◆ **PETUNJUK A**
Ambil setiap baris dari entri di bawah yang memuat string "antler". Perbedaan huruf besar dan huruf kecil harus diperhatikan.

◆ **BAGIAN TEKS**
Kang Sur yb,

Maaf seandainya jawaban saya malah jadi bikin bingung, ... saya akan coba 
sekali memberikan penjelasan tambahan, tapi dengan syarat, cobalah bersikap 
netral dalam menilai PS, jangan memastikan lebih dahulu PS hanya 
dikambing-hitamkan, tapi juga tidak usah memastikan PS terlibat. Masalah 
kepastian sebagai putusan terakhir menilai pribadi PS, kita taroh dipaling 
akhir saja, dan tidak perlu kita-kita orang kecil yang beri keputusan atau 
kepastian begitu. 

Dengan sikap kang Sur memastikan PS hanya dikambing-hitamkan, menjadi menuding 
fokus saya hanya pada PS seorang? Padahal tidak ada maksud saya begitu! Saya 
hanya ajukan keraguan saya, dan tidak seharusnya PS hanya berkelit membantah 
tuduhan yang selama ini diisukan, tanpa memberikan penjelasan untuk 
menjernihkan masalah. Saya tidak menuding PS, tapi ajukan pertanyaan: "kalau PS 
bilang, segerombol pemuda provokator yang didatangkan bertruk-truk itu bukan 
dia yang perintahkan, lalu siapa? Mungkinkah kekuatan mahasiswa dari parpol dan 
Islam? Kalau bukan seorang jenderal yang gerakkan, kenapapula Kodam dan Polda, 
Kapolri diam-diam saja tidak kerahkan pasukan untuk menindas kerusuhan yang 
meledak? Bukankah sejak awal Mei itu mereka cukup keras menindas aksi 
mahasiswa, sampai jatuh korban-jiwa? Apa sesungguhnya yang terjadi, Jakarta 
ketika itu ditanggal 13-14 Mei '98 dibiarkan dalam keadaan vacum, tidak ada 
aparat keamanan yang mentgertibkan dan menindas kerusuhan yang meledak?" Begitu 
pertanyaan-pertanyaan yang saya ajukan, dengan tidak bermaksud sudah menuding 
apalagi memastikan PS yang gerakkan provokator itu.

◆ **PETUNJUK B**
Menurut bagian teks di atas, pada tanggal berapa Jakarta dibiarkan dalam keadaan vakum tanpa aparat keamanan yang menertibkan kerusuhan?

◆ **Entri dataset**
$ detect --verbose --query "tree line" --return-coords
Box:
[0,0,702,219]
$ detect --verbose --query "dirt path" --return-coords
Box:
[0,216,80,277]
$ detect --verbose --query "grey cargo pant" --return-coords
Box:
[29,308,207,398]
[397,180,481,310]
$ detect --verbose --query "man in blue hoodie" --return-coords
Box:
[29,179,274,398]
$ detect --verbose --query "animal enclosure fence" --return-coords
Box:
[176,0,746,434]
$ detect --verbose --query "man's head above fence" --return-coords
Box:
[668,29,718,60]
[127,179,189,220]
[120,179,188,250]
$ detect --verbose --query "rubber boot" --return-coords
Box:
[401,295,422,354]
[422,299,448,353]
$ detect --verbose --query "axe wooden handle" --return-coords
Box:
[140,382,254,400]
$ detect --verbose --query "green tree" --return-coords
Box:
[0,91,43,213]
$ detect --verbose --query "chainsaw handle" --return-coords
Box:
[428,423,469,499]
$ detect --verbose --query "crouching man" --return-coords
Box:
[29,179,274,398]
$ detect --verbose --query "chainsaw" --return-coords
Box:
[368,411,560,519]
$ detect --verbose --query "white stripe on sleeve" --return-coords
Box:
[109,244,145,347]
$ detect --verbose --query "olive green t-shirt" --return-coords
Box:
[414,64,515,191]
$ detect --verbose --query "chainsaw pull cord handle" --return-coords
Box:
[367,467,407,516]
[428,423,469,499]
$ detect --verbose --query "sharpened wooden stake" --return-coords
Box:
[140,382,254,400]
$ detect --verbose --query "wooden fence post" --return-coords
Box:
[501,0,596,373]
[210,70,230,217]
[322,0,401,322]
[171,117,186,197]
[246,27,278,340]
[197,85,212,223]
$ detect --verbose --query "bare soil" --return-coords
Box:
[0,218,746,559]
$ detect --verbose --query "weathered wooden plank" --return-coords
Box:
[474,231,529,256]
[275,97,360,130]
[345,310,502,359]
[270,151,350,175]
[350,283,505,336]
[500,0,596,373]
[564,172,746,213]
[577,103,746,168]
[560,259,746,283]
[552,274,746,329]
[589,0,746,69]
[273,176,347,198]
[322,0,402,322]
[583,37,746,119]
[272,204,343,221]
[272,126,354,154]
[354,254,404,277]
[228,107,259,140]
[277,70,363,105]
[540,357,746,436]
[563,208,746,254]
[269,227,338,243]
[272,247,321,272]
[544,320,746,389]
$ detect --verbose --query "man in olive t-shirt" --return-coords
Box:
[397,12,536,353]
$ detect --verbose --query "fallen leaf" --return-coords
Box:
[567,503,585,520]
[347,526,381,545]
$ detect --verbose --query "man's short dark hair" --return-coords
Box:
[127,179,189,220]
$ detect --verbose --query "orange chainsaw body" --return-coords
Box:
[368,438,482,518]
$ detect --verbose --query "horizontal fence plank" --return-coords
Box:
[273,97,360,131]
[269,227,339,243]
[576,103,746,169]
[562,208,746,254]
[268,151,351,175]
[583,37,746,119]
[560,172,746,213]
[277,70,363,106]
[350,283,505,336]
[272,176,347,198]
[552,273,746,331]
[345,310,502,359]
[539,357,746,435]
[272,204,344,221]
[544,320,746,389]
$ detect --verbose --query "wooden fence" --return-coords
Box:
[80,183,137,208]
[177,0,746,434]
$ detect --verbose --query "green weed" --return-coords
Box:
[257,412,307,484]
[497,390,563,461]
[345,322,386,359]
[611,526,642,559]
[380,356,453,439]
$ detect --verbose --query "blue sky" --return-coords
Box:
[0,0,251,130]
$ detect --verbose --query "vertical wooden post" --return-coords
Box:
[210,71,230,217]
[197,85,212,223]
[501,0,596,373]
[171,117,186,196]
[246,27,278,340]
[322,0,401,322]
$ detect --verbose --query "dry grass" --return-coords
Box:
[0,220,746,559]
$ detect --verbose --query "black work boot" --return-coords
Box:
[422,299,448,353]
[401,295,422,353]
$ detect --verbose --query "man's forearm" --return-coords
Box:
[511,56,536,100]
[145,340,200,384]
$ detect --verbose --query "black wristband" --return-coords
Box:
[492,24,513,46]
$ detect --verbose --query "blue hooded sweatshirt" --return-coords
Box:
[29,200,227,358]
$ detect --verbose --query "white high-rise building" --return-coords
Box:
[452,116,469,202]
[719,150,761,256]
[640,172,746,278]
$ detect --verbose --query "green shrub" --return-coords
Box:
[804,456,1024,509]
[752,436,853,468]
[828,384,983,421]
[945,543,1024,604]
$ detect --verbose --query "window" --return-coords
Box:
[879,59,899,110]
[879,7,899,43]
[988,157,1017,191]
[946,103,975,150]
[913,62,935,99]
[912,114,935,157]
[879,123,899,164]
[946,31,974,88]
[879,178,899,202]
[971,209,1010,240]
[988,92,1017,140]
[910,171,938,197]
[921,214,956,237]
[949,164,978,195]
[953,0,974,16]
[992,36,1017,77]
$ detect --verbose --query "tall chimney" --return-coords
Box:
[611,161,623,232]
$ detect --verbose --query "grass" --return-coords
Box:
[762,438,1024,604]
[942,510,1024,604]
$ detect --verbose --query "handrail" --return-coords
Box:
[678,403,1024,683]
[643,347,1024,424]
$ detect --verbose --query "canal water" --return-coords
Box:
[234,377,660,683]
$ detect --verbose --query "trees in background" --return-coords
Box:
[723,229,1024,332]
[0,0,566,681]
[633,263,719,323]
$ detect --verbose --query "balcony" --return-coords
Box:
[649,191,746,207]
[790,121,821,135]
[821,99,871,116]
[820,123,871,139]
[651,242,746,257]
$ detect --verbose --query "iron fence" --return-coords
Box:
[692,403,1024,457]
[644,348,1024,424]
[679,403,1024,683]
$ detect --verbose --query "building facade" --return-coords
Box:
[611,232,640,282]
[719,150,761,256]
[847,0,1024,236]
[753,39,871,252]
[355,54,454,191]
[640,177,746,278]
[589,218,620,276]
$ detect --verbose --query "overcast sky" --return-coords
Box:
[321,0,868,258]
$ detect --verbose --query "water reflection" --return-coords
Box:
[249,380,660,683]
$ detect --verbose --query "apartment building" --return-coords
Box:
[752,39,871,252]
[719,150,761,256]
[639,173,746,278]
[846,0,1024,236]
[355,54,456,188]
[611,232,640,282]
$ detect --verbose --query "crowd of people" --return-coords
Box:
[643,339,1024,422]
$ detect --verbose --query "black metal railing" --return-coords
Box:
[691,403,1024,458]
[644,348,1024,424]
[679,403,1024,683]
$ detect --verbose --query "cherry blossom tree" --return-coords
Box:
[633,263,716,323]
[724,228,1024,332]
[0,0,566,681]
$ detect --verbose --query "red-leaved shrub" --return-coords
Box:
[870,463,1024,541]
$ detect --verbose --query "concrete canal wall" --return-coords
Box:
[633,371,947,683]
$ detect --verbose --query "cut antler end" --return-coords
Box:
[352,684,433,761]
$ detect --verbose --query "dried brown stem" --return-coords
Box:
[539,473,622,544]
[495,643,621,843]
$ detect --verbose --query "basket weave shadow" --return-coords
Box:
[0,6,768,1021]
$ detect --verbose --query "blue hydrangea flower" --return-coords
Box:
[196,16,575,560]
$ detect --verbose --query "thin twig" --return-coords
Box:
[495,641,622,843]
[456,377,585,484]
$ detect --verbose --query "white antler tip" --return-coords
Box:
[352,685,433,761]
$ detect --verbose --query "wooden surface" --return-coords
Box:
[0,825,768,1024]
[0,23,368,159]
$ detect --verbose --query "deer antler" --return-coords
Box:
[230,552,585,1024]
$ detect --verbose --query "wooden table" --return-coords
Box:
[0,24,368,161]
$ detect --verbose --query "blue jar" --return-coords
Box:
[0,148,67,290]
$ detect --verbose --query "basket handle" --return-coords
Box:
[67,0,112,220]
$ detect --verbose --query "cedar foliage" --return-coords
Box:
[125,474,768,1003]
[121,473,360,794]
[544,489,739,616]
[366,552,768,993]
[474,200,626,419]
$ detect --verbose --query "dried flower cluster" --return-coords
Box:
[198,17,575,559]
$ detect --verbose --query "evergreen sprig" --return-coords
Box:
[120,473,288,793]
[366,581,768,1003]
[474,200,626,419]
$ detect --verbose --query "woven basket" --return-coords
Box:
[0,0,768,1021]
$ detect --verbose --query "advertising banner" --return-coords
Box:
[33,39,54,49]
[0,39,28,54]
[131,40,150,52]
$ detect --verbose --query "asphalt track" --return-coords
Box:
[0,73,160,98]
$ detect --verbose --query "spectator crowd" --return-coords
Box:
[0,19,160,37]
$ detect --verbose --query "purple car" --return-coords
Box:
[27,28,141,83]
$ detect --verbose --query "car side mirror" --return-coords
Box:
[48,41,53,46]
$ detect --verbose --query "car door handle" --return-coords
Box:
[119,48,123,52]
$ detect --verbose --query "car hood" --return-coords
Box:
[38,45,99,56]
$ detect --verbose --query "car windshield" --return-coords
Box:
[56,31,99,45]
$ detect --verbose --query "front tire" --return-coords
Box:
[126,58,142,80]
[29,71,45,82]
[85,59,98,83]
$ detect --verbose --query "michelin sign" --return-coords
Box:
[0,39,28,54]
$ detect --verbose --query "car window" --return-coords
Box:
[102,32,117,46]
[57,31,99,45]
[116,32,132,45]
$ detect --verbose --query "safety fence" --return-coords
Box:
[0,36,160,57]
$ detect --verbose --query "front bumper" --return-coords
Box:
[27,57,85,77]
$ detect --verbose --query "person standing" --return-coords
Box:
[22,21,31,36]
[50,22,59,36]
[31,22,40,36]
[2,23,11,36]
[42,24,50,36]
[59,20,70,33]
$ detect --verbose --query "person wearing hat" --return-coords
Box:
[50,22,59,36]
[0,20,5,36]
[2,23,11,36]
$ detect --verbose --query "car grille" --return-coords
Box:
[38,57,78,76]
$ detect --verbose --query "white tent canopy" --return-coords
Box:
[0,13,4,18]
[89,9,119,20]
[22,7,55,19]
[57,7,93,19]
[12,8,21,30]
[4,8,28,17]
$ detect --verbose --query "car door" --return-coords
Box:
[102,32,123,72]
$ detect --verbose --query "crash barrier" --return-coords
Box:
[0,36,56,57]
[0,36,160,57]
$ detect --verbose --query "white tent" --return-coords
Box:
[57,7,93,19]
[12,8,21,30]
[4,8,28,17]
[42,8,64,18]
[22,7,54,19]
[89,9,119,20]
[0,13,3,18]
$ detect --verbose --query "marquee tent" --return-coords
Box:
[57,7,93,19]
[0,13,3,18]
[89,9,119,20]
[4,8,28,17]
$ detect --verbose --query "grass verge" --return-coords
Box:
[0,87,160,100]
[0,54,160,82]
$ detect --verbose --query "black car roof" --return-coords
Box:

◆ **JAWABAN BENAR A**
$ detect --verbose --query "cut antler end" --return-coords
$ detect --verbose --query "white antler tip" --return-coords
$ detect --verbose --query "deer antler" --return-coords

◆ **JAWABAN BENAR B**
Tanggal 13-14 Mei '98.